### Stated problem 1
Replace "freedom of speech" with "free expression" in the post on Western civilization, then write out the passage from "Figures like Jordan" to "other similar ideas.".
### Stated problem 2
For each statement, say whether the post on Western civilization agrees with it, answering yes or no and quoting the words that decide it: (a) The writer enjoys writing more than reading. (b) The post credits both Matthew 12 and Lincoln with saying that a house divided cannot stand. (c) The post says Christianity was the template behind Western civilization for most of its history.

I seem to be driven to tilt at the windmill of making works about Western civilization and Christianity more accessible to the “common man, meaning the High School/Community College graduate and those of any educational level captured by our shallow post-modern “culture” of greed, pride, selfishness, consumerism, hedonism, decadence and especially nihilism. (Which at too great a level is “all of us.”)
I’m reading Jordan Peterson’s “We Who Wrestle with God” and have read and thought about many similar works that point to the decline and fall of Western civilization and those of us fiddling with various explanations, solutions and mostly laments while we watch the conflagration.
I could pull out a lot of quotes, however I’m on a path of extracting the basic points in the sort of order and vocabulary suited for “everyman.”
A foundational point he makes is that humans always have an “aim” toward some target. Today that target for most is some shallow target, like sexual pleasure, wealth, “identity” or mere obliviousness via drugs or other forms of distraction to be absent from ourselves and reality. Those goals are aiming very low, and as Jordan would say, they call out the “dragons” that will and are devouring ourselves and our civilization.
Western civilization clearly worked in the material sense in that we have more resources to apply to any sort of goal that we may choose. Or we can accept the choice of a timeless spirit beyond the material at any point in history. To paraphrase Luke 17:33 and Matthew 16:25, a culture that prioritizes the temporal over the eternal will lose all that is meaningful.
For most of our history, the template (form, model, blueprint) behind our civilization was Christianity. Transcendent concepts like loving your enemy, the universal value of ALL human life, the morality of the Ten Commandments and Christ’s teachings were the foundational “rock” on which the “house” of Western civilization was built.
Mark 8:36 asks us, what does it profit a culture if it occupies Mars, extends material “life” to eternity, but loses the “why?”
Matthew 12 and Lincoln tell us that a house divided cannot stand. Western civilization is more than “divided,” it is atomized. Intellectuals tell us truth does not exist, men and women are not discernable, institutions like marriage and family are no longer useful, and “morality” is essentially hate speech unless it happens to be YOUR “morality.”
I imagine the book will be widely criticized as being a product of whiteness, patriarchy, etc., which nearly all of Jordan’s works are.
Figures like Jordan and Elon Musk are introducing new ways to understand culture, technology, freedom of speech, intelligence (human and artificial), reality, meaning, and a nearly infinite set of other similar ideas.
Since my tendency is to “go to ground” and just keep working the challenge of a book like this, I’m going to attempt to intersperse this journey with posts like this.
I enjoy reading more than writing, so we shall see how successful that is!
Published in Religion and Philosophy
Just bought the book as a gift for someone. I’m looking forward to reading it afterwards.

### Data entries
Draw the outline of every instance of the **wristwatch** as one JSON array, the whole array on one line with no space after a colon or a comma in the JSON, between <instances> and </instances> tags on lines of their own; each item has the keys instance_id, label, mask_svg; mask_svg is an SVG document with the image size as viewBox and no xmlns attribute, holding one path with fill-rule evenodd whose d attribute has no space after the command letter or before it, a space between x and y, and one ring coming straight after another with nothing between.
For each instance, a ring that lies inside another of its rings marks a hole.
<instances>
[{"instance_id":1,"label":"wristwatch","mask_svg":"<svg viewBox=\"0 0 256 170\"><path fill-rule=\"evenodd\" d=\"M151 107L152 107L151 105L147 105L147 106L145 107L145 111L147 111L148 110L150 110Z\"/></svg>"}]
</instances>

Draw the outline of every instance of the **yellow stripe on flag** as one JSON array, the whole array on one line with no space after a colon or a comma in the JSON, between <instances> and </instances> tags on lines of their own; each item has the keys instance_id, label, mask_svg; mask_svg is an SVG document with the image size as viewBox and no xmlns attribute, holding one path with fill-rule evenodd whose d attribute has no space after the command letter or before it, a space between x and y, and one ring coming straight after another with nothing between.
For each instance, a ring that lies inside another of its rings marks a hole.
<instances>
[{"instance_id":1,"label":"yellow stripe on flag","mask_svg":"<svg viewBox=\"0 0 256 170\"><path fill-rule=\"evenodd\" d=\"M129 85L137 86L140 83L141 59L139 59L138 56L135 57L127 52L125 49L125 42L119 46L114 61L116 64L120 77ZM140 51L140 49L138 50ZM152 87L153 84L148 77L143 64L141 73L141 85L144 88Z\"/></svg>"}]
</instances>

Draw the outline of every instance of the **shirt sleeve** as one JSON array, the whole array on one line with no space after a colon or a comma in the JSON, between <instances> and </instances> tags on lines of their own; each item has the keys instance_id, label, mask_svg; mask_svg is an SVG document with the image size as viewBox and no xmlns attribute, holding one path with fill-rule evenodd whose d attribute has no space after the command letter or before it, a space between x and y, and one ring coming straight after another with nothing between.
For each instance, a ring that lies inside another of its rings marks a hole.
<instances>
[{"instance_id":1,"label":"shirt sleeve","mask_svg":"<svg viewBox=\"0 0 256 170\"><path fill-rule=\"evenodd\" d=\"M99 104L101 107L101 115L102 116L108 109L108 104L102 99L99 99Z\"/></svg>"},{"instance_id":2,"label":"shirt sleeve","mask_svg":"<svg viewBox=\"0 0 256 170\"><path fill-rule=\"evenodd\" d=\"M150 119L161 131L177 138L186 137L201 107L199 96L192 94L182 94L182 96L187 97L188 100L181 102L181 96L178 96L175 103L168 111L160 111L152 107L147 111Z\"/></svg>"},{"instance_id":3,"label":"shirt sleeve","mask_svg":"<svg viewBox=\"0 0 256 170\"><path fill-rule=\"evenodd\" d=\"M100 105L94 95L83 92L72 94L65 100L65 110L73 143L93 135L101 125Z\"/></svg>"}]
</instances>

### Complete answer 1
Figures like Jordan and Elon Musk are introducing new ways to understand culture, technology, free expression, intelligence (human and artificial), reality, meaning, and a nearly infinite set of other similar ideas.

### Complete answer 2
(a) No: "I enjoy reading more than writing, so we shall see how successful that is!"
(b) Yes: "Matthew 12 and Lincoln tell us that a house divided cannot stand."
(c) Yes: "For most of our history, the template (form, model, blueprint) behind our civilization was Christianity."